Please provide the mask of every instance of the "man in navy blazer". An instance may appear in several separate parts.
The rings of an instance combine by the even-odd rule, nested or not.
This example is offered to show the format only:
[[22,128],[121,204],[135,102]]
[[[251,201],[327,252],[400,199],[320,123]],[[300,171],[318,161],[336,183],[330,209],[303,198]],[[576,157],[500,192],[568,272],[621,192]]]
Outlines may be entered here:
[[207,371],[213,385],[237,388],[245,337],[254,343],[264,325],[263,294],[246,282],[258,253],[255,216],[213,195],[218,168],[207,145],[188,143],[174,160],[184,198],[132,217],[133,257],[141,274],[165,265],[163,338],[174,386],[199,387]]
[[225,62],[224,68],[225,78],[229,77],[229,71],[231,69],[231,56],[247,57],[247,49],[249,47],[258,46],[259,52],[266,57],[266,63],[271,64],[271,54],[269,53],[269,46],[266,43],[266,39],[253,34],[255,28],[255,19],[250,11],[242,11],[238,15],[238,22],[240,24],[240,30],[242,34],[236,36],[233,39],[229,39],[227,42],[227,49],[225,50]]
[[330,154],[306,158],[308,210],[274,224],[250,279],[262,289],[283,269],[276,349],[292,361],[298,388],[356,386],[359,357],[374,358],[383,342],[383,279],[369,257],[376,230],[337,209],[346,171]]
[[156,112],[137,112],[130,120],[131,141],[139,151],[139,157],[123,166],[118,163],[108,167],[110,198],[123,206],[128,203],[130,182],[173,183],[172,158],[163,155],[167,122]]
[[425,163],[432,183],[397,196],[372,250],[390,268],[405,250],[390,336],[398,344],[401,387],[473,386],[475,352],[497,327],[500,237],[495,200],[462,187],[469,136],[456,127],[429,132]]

==

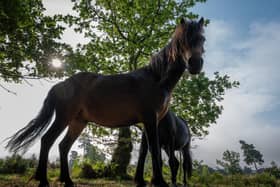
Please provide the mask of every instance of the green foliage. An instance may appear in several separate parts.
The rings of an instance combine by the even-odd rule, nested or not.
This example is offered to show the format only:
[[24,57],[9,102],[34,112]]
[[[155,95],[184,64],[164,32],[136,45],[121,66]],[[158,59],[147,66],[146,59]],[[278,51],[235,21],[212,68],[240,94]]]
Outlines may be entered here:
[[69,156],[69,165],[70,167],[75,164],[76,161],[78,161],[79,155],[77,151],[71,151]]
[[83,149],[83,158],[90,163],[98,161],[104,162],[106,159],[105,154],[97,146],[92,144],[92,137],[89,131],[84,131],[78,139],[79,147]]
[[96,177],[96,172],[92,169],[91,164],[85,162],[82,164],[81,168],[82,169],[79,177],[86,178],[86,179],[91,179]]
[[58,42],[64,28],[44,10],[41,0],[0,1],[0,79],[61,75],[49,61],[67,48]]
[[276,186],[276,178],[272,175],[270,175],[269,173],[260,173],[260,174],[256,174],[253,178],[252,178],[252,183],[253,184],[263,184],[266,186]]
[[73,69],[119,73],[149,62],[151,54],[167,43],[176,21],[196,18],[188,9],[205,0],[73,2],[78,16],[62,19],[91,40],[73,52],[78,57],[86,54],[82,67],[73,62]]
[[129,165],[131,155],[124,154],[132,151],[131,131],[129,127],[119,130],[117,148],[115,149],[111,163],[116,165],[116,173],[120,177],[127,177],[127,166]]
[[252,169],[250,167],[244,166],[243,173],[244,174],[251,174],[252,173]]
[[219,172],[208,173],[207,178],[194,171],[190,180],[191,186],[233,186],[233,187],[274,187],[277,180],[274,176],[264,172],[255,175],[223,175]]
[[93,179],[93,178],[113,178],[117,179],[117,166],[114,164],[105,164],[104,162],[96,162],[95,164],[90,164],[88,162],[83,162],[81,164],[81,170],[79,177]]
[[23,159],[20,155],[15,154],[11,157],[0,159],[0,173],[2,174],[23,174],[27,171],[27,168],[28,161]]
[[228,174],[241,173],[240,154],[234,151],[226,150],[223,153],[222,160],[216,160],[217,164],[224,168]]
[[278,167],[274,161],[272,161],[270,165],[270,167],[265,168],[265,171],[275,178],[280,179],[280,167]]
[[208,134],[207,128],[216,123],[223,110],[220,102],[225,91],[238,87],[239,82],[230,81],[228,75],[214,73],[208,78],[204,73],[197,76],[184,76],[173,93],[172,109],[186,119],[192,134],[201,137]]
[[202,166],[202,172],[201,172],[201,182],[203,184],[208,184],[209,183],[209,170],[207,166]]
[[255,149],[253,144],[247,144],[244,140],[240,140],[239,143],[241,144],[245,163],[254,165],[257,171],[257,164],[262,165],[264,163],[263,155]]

=== Goal of the exercise ===
Among the entries, copy every line containing the word "mask".

=== Response area ===
Please provide the mask of every instance of the "man in navy blazer". An instance may appear in several separate parts.
Please provide the mask of every instance of the green foliage. An instance may appear in several separate parts.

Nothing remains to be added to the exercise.